------ Given data

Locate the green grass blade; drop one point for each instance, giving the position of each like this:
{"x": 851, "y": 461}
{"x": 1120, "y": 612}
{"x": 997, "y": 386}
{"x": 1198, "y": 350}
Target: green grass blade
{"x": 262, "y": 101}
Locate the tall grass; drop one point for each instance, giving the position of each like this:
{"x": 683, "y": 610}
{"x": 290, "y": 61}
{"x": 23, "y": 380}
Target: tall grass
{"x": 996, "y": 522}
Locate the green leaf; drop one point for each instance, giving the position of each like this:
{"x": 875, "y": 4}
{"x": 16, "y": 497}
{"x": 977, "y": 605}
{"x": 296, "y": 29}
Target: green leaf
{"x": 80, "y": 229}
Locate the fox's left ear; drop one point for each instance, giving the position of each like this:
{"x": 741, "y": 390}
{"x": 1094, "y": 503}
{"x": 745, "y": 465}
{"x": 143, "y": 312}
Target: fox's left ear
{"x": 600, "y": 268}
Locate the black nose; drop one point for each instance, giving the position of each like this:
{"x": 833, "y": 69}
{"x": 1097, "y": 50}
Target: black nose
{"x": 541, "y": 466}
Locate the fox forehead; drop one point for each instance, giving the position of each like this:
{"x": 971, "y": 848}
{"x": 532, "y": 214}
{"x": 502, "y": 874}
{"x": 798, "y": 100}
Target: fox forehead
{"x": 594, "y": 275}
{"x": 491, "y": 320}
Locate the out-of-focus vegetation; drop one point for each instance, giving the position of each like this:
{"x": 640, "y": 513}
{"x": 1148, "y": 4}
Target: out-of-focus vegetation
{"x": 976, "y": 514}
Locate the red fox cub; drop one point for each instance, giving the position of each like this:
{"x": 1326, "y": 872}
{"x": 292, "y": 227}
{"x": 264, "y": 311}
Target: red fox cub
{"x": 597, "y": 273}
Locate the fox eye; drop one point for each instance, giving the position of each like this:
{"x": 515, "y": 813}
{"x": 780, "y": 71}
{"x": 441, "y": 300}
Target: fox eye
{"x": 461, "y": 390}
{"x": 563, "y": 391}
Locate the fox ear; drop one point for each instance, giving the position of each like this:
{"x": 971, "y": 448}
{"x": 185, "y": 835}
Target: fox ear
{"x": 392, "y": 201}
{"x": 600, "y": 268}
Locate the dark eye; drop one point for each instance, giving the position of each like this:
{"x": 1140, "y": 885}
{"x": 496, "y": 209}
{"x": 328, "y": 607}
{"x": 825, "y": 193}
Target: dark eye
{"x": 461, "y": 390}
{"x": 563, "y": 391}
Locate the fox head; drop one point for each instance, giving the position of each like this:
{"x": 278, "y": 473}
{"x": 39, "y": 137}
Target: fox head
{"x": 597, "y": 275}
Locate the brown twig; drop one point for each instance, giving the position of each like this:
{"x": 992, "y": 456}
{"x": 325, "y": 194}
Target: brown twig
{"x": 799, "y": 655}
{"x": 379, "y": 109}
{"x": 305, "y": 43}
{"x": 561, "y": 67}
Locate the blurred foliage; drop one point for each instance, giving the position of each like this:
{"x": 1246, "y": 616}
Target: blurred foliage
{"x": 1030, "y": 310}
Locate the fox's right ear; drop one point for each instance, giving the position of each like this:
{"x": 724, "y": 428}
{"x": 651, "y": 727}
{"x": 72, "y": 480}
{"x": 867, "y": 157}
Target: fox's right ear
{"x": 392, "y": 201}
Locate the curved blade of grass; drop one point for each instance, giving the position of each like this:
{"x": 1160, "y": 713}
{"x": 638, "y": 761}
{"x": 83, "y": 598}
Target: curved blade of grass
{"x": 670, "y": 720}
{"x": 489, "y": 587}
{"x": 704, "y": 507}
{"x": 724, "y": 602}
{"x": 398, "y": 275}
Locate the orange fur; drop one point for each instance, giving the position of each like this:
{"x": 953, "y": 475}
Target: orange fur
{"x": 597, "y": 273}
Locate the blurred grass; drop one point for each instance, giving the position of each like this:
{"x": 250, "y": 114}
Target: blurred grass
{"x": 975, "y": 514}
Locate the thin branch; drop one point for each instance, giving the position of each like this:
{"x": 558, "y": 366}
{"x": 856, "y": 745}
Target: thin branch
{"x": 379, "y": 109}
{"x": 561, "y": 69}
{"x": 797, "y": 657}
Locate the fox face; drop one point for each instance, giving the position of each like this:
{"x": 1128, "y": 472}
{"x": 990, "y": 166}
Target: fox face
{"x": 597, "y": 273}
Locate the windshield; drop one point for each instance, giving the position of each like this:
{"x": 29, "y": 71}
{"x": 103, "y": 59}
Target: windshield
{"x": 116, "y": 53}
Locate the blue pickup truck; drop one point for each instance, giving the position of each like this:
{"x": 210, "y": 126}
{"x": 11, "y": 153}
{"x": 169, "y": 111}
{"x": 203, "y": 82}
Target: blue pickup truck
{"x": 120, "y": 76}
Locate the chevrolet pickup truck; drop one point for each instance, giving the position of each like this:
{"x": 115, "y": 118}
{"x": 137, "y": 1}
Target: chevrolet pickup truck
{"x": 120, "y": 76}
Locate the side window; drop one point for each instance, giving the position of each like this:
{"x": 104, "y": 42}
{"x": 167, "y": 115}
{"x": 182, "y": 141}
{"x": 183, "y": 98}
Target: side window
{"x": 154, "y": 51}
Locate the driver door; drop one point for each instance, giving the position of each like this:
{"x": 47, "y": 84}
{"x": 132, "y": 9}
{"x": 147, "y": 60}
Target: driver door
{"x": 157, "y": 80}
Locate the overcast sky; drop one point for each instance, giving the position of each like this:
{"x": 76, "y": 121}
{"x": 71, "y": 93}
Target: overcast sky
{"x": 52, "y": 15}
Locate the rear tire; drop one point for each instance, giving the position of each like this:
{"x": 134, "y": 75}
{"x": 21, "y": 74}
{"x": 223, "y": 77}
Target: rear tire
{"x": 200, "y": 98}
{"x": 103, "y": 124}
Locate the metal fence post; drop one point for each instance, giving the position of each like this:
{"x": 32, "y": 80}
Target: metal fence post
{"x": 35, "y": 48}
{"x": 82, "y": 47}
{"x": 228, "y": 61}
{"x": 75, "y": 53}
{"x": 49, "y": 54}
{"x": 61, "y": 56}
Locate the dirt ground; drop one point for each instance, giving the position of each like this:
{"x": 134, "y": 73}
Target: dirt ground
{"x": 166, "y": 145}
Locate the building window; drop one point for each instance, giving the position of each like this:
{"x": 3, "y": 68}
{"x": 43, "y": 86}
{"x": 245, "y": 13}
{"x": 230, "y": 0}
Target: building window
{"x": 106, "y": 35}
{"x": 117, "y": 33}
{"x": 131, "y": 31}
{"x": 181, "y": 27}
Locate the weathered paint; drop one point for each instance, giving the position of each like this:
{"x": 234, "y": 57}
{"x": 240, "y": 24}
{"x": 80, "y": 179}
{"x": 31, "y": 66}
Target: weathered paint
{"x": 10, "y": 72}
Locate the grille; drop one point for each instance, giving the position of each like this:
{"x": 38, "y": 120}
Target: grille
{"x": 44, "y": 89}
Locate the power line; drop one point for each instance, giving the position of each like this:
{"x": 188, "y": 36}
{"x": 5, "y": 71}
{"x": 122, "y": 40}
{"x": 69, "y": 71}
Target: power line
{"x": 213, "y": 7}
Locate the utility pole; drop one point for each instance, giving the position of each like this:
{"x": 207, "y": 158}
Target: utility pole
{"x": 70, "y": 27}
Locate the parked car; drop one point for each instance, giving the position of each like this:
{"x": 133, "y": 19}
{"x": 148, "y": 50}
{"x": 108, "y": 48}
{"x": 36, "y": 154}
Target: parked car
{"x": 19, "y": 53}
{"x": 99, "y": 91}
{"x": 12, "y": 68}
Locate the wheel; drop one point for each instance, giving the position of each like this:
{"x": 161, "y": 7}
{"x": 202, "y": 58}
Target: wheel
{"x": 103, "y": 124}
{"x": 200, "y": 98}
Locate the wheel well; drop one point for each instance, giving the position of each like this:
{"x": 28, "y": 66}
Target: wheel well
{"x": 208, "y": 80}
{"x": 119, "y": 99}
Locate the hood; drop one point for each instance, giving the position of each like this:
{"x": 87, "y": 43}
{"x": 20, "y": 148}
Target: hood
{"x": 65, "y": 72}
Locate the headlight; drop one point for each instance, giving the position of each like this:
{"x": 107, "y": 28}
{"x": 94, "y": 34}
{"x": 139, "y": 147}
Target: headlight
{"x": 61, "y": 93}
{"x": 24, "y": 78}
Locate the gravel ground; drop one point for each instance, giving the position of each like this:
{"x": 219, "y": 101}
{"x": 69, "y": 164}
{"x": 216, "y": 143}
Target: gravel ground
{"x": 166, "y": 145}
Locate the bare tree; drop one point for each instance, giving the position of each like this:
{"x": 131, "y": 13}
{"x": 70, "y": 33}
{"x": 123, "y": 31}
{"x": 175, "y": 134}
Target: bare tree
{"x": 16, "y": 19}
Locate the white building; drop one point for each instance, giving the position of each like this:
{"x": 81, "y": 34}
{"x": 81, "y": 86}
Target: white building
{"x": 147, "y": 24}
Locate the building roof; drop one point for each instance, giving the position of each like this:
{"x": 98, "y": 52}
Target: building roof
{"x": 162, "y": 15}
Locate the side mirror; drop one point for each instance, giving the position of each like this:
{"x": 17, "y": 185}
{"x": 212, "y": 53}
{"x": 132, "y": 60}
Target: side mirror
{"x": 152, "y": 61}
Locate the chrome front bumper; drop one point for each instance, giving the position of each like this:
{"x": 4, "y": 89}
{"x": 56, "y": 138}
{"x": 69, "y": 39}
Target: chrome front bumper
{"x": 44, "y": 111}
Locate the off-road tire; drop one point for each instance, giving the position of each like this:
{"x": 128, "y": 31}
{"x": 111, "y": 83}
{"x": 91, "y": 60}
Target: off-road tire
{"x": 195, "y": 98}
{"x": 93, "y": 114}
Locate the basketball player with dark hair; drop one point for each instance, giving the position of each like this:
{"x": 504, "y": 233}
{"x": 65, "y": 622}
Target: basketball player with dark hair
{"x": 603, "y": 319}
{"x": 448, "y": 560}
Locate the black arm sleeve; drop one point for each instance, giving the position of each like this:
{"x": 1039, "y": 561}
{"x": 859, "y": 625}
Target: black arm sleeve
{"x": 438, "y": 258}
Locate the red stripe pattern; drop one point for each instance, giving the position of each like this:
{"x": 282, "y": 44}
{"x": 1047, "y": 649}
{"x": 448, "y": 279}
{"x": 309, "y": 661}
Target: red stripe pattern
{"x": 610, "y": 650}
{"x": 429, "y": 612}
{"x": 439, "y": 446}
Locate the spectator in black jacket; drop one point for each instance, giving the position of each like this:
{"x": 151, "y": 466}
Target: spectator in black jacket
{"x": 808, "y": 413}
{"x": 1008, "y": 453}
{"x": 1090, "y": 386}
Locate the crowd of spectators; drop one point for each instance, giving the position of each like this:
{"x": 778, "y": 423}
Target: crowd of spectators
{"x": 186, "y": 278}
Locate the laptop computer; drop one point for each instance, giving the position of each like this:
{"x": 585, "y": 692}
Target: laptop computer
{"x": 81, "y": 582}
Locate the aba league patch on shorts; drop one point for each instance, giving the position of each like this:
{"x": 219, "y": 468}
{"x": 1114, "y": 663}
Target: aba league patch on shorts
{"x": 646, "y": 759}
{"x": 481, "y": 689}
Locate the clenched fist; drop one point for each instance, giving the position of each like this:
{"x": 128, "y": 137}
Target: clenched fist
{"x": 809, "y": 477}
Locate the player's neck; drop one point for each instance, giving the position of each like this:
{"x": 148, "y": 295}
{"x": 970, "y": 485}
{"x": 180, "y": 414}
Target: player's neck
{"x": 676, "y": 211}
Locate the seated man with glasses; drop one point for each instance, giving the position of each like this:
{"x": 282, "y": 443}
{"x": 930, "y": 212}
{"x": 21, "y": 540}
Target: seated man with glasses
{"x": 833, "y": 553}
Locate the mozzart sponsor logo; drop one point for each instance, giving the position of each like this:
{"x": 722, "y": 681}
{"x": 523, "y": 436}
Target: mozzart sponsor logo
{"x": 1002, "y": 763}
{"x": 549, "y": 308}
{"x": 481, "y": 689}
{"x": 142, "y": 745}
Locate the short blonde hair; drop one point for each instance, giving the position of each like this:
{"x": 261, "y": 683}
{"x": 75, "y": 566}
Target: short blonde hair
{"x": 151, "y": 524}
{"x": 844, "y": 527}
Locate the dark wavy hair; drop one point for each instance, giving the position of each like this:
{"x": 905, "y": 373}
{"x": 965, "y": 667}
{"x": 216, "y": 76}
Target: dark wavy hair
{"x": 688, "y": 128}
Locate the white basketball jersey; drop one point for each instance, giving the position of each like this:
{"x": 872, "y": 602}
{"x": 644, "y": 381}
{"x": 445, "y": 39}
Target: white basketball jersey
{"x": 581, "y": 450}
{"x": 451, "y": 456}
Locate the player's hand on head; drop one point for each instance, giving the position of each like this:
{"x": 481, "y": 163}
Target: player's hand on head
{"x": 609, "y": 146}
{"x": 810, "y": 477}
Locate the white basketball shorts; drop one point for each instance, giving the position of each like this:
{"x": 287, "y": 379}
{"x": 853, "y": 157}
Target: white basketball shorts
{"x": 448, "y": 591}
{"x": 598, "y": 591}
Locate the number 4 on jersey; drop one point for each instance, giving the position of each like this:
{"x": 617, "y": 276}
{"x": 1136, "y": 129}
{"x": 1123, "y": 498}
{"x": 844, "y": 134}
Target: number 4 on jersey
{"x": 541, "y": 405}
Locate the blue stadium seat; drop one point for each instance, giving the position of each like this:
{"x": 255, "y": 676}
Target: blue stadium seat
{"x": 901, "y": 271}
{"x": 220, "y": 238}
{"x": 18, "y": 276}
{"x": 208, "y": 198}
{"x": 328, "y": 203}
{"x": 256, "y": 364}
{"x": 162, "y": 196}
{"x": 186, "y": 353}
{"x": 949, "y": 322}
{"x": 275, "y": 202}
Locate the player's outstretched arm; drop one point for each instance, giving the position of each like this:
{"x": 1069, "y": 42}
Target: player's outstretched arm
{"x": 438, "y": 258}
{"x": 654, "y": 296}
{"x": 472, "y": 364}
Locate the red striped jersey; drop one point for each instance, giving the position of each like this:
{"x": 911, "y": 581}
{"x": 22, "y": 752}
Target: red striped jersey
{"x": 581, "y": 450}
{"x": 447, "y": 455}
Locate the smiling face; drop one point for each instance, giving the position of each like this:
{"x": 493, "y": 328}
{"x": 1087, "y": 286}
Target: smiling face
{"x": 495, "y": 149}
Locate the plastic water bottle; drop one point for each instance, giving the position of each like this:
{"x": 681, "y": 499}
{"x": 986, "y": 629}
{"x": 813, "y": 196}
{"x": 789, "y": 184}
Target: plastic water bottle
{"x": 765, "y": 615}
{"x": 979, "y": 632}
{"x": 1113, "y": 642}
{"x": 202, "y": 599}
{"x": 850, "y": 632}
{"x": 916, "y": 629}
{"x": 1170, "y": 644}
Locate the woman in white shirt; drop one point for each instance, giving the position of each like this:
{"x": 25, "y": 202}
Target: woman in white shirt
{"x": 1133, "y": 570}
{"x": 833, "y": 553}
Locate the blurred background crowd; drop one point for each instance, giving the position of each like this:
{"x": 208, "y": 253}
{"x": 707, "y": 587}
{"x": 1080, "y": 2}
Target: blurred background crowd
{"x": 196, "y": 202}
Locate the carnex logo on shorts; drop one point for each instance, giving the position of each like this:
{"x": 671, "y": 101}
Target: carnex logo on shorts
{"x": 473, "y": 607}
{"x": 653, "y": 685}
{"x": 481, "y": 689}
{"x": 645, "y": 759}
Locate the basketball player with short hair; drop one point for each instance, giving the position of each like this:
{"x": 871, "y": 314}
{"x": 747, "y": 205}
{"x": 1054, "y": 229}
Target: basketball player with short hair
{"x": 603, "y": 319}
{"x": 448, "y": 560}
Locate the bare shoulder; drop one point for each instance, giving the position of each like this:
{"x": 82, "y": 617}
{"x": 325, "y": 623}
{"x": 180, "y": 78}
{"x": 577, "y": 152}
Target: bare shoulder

------------

» Task details
Copy exactly the line containing "Locate the smiling" and every line after it, ending with the last line of the records above.

» Task answer
Locate the smiling face; drop one point for each instance, giving the position of each like this:
{"x": 493, "y": 328}
{"x": 1087, "y": 286}
Target: smiling face
{"x": 495, "y": 149}
Locate the plastic water bottle; drop one point for each instance, giving the position of each like this:
{"x": 681, "y": 499}
{"x": 986, "y": 629}
{"x": 813, "y": 196}
{"x": 789, "y": 184}
Target: plastic water bottle
{"x": 765, "y": 615}
{"x": 979, "y": 632}
{"x": 1113, "y": 642}
{"x": 202, "y": 599}
{"x": 850, "y": 632}
{"x": 916, "y": 629}
{"x": 1170, "y": 644}
Locate the woman in white shirt; drop one point for each instance, giving the position of each like this:
{"x": 25, "y": 202}
Target: woman in white shirt
{"x": 1133, "y": 570}
{"x": 833, "y": 553}
Locate the blurred background crowd; drop one point for each instance, giving the position of each like this:
{"x": 208, "y": 253}
{"x": 707, "y": 587}
{"x": 1080, "y": 2}
Target: blurred background crowd
{"x": 196, "y": 202}
Locate the carnex logo on shorts; drop one point for each instance, giving the position of each like this:
{"x": 671, "y": 101}
Target: carnex logo on shorts
{"x": 473, "y": 607}
{"x": 653, "y": 685}
{"x": 481, "y": 689}
{"x": 645, "y": 759}
Locate the basketball player with short hair; drop one point for each instance, giving the position of each like this:
{"x": 871, "y": 314}
{"x": 747, "y": 205}
{"x": 1054, "y": 229}
Target: basketball player with short hair
{"x": 603, "y": 319}
{"x": 448, "y": 560}
Locate the bare shoulder; drop one point for each instance, giving the position of each like this:
{"x": 82, "y": 617}
{"x": 325, "y": 623}
{"x": 180, "y": 78}
{"x": 577, "y": 152}
Target: bare shoulder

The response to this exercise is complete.